_Selected passage_:
--- START ---
The canyon is made of ignimbrite, among other volcanic rocks formed during the Jurassic period. It was created through the erosion caused by the Pinturas River, which cut into the Chon Aike Formation to form the canyon.

The Pinturas River runs through the canyon at a height of 240 meters above sea level. The canyon is 270 meters deep and 480 meters wide. The walls of the canyon are nearly vertical, and are formed of low reliefs as well as slopes that are made up of landfall debris and sand.

== Climate ==
During the time of the Paleo-Indians, around the late Pleistocene to early Holocene geological periods, the areas between 400 and 500 meters above sea level formed a microclimate in which the canyon was home to grasslands hospitable to the animals that lived in it. This microclimate included the schinus molle plant, which was useful to native inhabitants for its ability to form resins and adhesives, as well as its use as a source of firewood. The climate was also home to edible vegetables and plants that could be used for medicine; tubers, such as the rush root; and numerous fruits, such as that of the berberis plant.
--- END ---
_Exercise requirements_:
1) How would you put this sentence from the Pinturas River canyon passage into Spanish: "The canyon is 270 meters deep and 480 meters wide."
2) Could you carry on the Pinturas River canyon passage, picking up after its final sentence?
The material plays no part here.

_Collected data_:
--- START ---
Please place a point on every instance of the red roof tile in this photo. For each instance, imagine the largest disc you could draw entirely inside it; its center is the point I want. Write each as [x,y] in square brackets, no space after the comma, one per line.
--- END ---
_Task answers_:
1) El cañón tiene 270 metros de profundidad y 480 metros de ancho.

2)
The current climate of the area of the canyon around Cueva de las Manos is cold and dry, with very low humidity; the area receives a total annual precipitation of less than 20 mm per year. The topography of the canyon prevents the strong westward winds that are natural to the region, making winters in the canyon less severe.

== Native settlement ==
The Pinturas River running through the canyon provided water for herds of guanacos, making the area attractive to Paleoindians. In ancient times, people accessed the canyon through ravines and gorges in the East and West, typically from higher elevations around 600 to 700 meters above sea level. Natives hunted in the area of the canyon because of these plentiful guanaco, which they depended on for their own survival.